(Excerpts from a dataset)
* * * * *
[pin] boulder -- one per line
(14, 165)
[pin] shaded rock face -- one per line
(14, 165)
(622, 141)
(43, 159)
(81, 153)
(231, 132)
* * * * *
- _EXERCISE DETAILS_: Top to bottom, transcribe every line above exactly.

- _YOUR RESPONSE_:
[pin] boulder -- one per line
(14, 165)
[pin] shaded rock face -- one per line
(14, 165)
(622, 141)
(43, 159)
(81, 153)
(231, 132)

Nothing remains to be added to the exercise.